REQUIREMENTS: How many lines in the listing below contain the word "wall"? Reply with the number alone.

---- MATERIALS PROVIDED

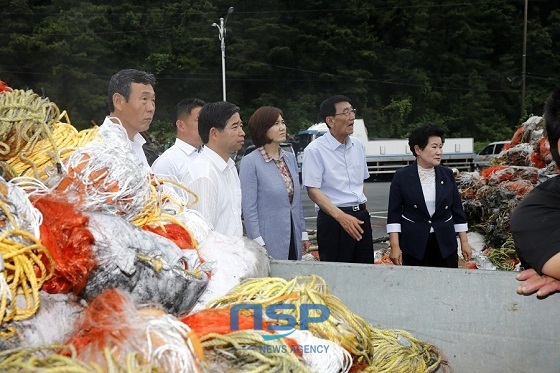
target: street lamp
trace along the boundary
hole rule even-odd
[[[222,49],[222,90],[224,92],[224,101],[226,101],[226,22],[227,17],[233,13],[233,7],[230,6],[227,14],[226,19],[223,17],[220,18],[220,24],[212,23],[212,26],[216,26],[218,28],[218,37],[221,41],[221,49]]]

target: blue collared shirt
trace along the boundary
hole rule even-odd
[[[335,206],[365,203],[369,177],[364,145],[348,136],[341,144],[330,132],[312,141],[303,153],[303,185],[321,189]]]

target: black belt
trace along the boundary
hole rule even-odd
[[[341,209],[344,212],[355,212],[355,211],[362,211],[366,209],[366,204],[362,203],[360,205],[354,205],[354,206],[338,206],[339,209]]]

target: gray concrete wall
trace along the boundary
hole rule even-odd
[[[560,293],[518,295],[516,273],[271,262],[272,277],[309,274],[374,327],[436,345],[452,372],[560,372]]]

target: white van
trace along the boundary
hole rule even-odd
[[[509,141],[496,141],[486,145],[480,153],[474,156],[473,163],[475,170],[488,167],[490,161],[496,158],[504,149],[504,145],[508,143]]]

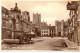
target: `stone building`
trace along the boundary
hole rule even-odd
[[[76,44],[80,45],[80,2],[79,1],[71,1],[67,4],[67,10],[70,10],[70,19],[69,19],[69,35],[68,38],[75,42]]]
[[[45,22],[41,23],[41,36],[49,36],[49,27]]]
[[[55,26],[49,26],[49,36],[55,37]]]
[[[41,24],[41,14],[33,14],[33,23],[36,25],[36,26],[40,26]]]
[[[30,15],[28,11],[24,11],[21,13],[22,14],[22,19],[26,22],[30,22]]]
[[[58,20],[55,21],[55,33],[56,37],[61,36],[61,22]]]
[[[17,3],[15,3],[15,7],[11,8],[9,16],[12,19],[12,38],[18,38],[18,36],[22,35],[22,24],[21,24],[21,10],[18,8]],[[16,36],[15,36],[16,35]]]
[[[2,39],[11,38],[12,23],[9,17],[9,10],[2,6]]]

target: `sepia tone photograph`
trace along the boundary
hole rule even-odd
[[[2,0],[1,50],[80,52],[80,1]]]

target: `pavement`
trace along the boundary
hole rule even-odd
[[[38,37],[32,39],[31,44],[5,44],[2,43],[2,50],[30,50],[30,51],[78,51],[64,47],[62,37]],[[68,43],[70,41],[67,41]],[[69,45],[68,43],[67,45]]]

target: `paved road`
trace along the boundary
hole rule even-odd
[[[63,51],[61,38],[39,37],[34,38],[32,44],[2,44],[3,50],[51,50]]]

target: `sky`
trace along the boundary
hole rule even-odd
[[[2,1],[2,6],[11,9],[18,4],[21,11],[30,12],[30,19],[33,20],[33,13],[41,14],[41,22],[55,25],[55,20],[67,20],[69,18],[69,10],[67,10],[68,1]]]

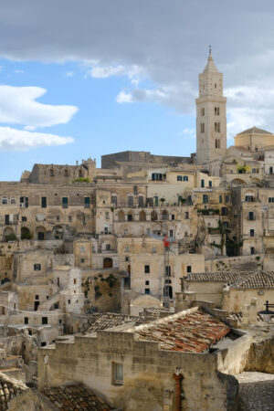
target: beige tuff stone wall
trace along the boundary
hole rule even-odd
[[[84,381],[127,411],[142,410],[144,401],[148,409],[174,410],[173,374],[179,367],[184,376],[183,409],[225,410],[227,385],[216,371],[243,369],[250,342],[246,337],[239,340],[226,349],[226,354],[222,351],[195,354],[162,351],[157,343],[136,342],[126,332],[105,331],[97,332],[97,337],[76,336],[74,343],[57,342],[55,349],[39,350],[38,386]],[[48,356],[47,364],[45,355]],[[112,384],[113,363],[123,364],[122,385]]]

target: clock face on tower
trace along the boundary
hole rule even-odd
[[[48,364],[48,355],[44,356],[44,364]]]

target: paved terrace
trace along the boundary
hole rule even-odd
[[[135,328],[135,340],[159,342],[163,350],[203,353],[224,339],[230,328],[195,307]]]

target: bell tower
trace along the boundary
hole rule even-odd
[[[199,74],[199,98],[196,99],[196,163],[204,164],[224,157],[227,151],[227,99],[223,96],[223,73],[209,56]]]

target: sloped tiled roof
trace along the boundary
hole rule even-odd
[[[274,272],[256,271],[232,285],[234,289],[274,289]]]
[[[222,321],[197,308],[133,330],[135,340],[159,342],[162,350],[188,353],[203,353],[229,332]]]
[[[189,282],[216,281],[233,283],[251,273],[251,271],[196,272],[187,274],[185,279]]]
[[[43,394],[61,411],[110,411],[114,409],[82,384],[44,388]]]
[[[127,322],[140,321],[142,321],[142,318],[134,317],[133,315],[116,314],[113,312],[95,314],[95,321],[89,327],[85,334],[90,334],[99,330],[117,327],[118,325],[122,325]]]
[[[10,400],[27,389],[20,381],[0,373],[0,411],[8,409]]]
[[[254,126],[251,129],[248,129],[242,132],[238,132],[238,134],[272,134],[272,132],[267,132],[263,129],[258,129],[258,127]]]

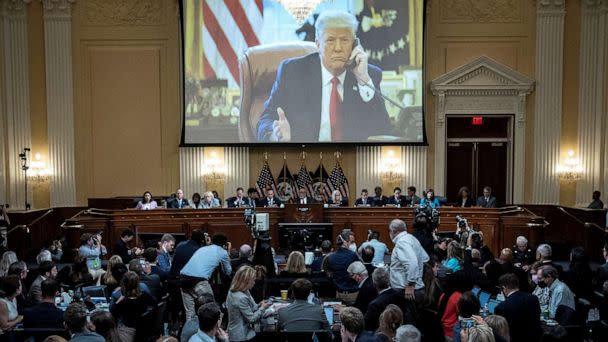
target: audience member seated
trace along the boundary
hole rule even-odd
[[[424,198],[420,199],[420,206],[421,207],[431,207],[433,209],[441,208],[441,203],[439,203],[439,200],[437,198],[435,198],[435,190],[428,189],[426,191]]]
[[[188,207],[188,200],[184,198],[184,191],[177,189],[175,191],[175,198],[167,201],[167,208],[172,209],[183,209]]]
[[[213,303],[213,296],[209,293],[204,293],[202,296],[196,298],[196,302],[194,303],[194,310],[198,313],[198,310],[207,303]],[[182,327],[182,334],[180,336],[181,342],[188,342],[190,337],[194,336],[199,328],[199,318],[198,315],[194,315],[186,320],[184,326]]]
[[[7,341],[11,341],[14,338],[12,330],[23,321],[15,299],[21,293],[21,281],[16,275],[7,275],[2,278],[0,288],[0,329],[8,336]]]
[[[125,229],[120,233],[120,238],[114,244],[112,252],[114,255],[120,256],[122,262],[128,264],[131,259],[141,255],[143,252],[141,249],[134,247],[129,248],[129,242],[133,240],[135,233],[131,229]]]
[[[384,265],[384,256],[388,254],[388,247],[384,242],[380,242],[380,232],[377,230],[372,231],[369,235],[369,241],[365,241],[359,247],[359,253],[362,253],[363,248],[366,246],[374,247],[374,259],[372,264],[374,266]]]
[[[536,258],[534,249],[528,246],[528,239],[525,236],[518,236],[515,240],[515,246],[511,247],[511,250],[513,251],[513,264],[515,267],[528,271]]]
[[[232,265],[232,269],[236,272],[242,265],[252,266],[251,257],[252,257],[253,249],[248,244],[244,244],[239,248],[239,258],[230,261],[230,265]]]
[[[142,265],[143,262],[143,265]],[[163,297],[162,285],[160,277],[156,274],[150,274],[150,264],[142,259],[133,259],[129,263],[129,271],[135,272],[139,277],[139,281],[145,284],[148,288],[148,294],[159,301]]]
[[[377,338],[371,331],[365,331],[363,314],[357,308],[344,308],[340,311],[342,342],[376,342]]]
[[[127,272],[120,282],[121,296],[110,308],[112,316],[119,322],[118,334],[123,342],[135,339],[138,321],[149,308],[156,306],[156,301],[146,292],[141,291],[139,277],[135,272]]]
[[[106,342],[121,342],[116,320],[108,311],[97,310],[91,313],[91,329],[101,335]]]
[[[48,278],[55,279],[57,276],[57,266],[51,261],[44,261],[38,266],[38,277],[30,286],[29,299],[30,305],[42,302],[42,282]]]
[[[372,247],[371,245],[367,245],[365,246],[365,248],[363,248],[363,250],[361,250],[361,261],[363,261],[363,265],[367,270],[367,274],[374,273],[374,270],[376,269],[376,266],[374,266],[373,263],[375,252],[376,251],[374,250],[374,247]]]
[[[266,197],[260,200],[260,207],[278,207],[281,205],[281,200],[274,195],[273,189],[266,190]]]
[[[567,306],[576,310],[574,294],[568,285],[559,280],[558,272],[551,265],[543,265],[537,272],[538,286],[533,294],[538,297],[542,312],[549,311],[549,318],[556,319],[557,308]]]
[[[372,302],[377,296],[378,291],[374,287],[374,281],[365,266],[360,261],[355,261],[348,266],[347,269],[351,278],[357,282],[359,286],[359,292],[355,299],[354,307],[361,310],[363,314],[367,312],[369,303]]]
[[[519,280],[513,273],[507,273],[498,280],[505,301],[494,310],[507,320],[512,341],[538,341],[540,329],[540,305],[538,298],[519,290]]]
[[[369,192],[367,189],[361,190],[361,197],[355,201],[355,207],[371,207],[373,206],[373,200],[369,198]]]
[[[587,206],[587,208],[589,209],[604,209],[604,203],[602,202],[602,200],[600,200],[600,196],[602,196],[602,193],[599,191],[594,191],[593,192],[593,200],[591,201],[591,203],[589,203],[589,206]]]
[[[101,268],[100,257],[107,254],[106,247],[101,244],[101,234],[84,233],[80,236],[78,254],[86,259],[87,269],[97,285],[105,271]]]
[[[52,278],[41,284],[41,301],[23,312],[23,327],[38,329],[62,329],[63,311],[55,306],[55,296],[59,294],[59,283]]]
[[[376,207],[384,207],[388,204],[388,197],[382,195],[382,188],[379,186],[374,188],[374,197],[372,197],[372,200]]]
[[[348,207],[348,199],[342,198],[340,190],[334,190],[331,198],[327,200],[327,204],[331,207]]]
[[[196,312],[199,321],[198,332],[189,342],[228,342],[228,334],[222,330],[223,314],[216,303],[202,305]]]
[[[329,323],[323,307],[308,303],[312,283],[308,279],[296,279],[291,284],[293,303],[279,309],[279,329],[283,331],[328,330]]]
[[[156,201],[152,199],[152,193],[150,191],[144,192],[141,201],[137,202],[135,209],[138,210],[152,210],[158,208]]]
[[[380,322],[376,337],[378,341],[393,342],[397,328],[403,324],[403,312],[394,304],[389,304],[386,309],[380,314]]]
[[[350,264],[359,261],[357,254],[348,248],[350,235],[351,233],[347,231],[338,235],[336,238],[338,249],[327,256],[327,272],[336,287],[336,298],[348,305],[355,303],[359,291],[357,283],[350,278],[347,271]]]
[[[483,196],[477,198],[477,206],[482,208],[496,208],[496,197],[492,196],[492,188],[485,186]]]
[[[458,190],[458,201],[456,206],[460,208],[470,208],[474,205],[473,199],[471,198],[471,191],[466,186],[463,186]]]
[[[570,251],[570,267],[564,272],[564,282],[576,298],[593,299],[593,272],[589,266],[589,256],[583,247]]]
[[[395,333],[395,342],[420,342],[421,339],[420,330],[411,324],[400,326]]]
[[[285,270],[281,271],[280,276],[283,278],[307,278],[310,276],[302,252],[289,253],[287,265],[285,265]]]
[[[412,301],[406,302],[403,291],[390,287],[388,271],[384,268],[377,268],[372,274],[372,280],[378,296],[369,303],[365,312],[365,329],[371,331],[378,329],[380,314],[389,304],[395,304],[401,309],[406,323],[414,323],[415,306]]]
[[[254,324],[262,318],[264,310],[271,304],[265,301],[256,304],[249,293],[255,284],[255,270],[242,266],[234,275],[226,298],[228,310],[228,335],[230,342],[249,341],[255,337]]]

--------

THE REPLY: 2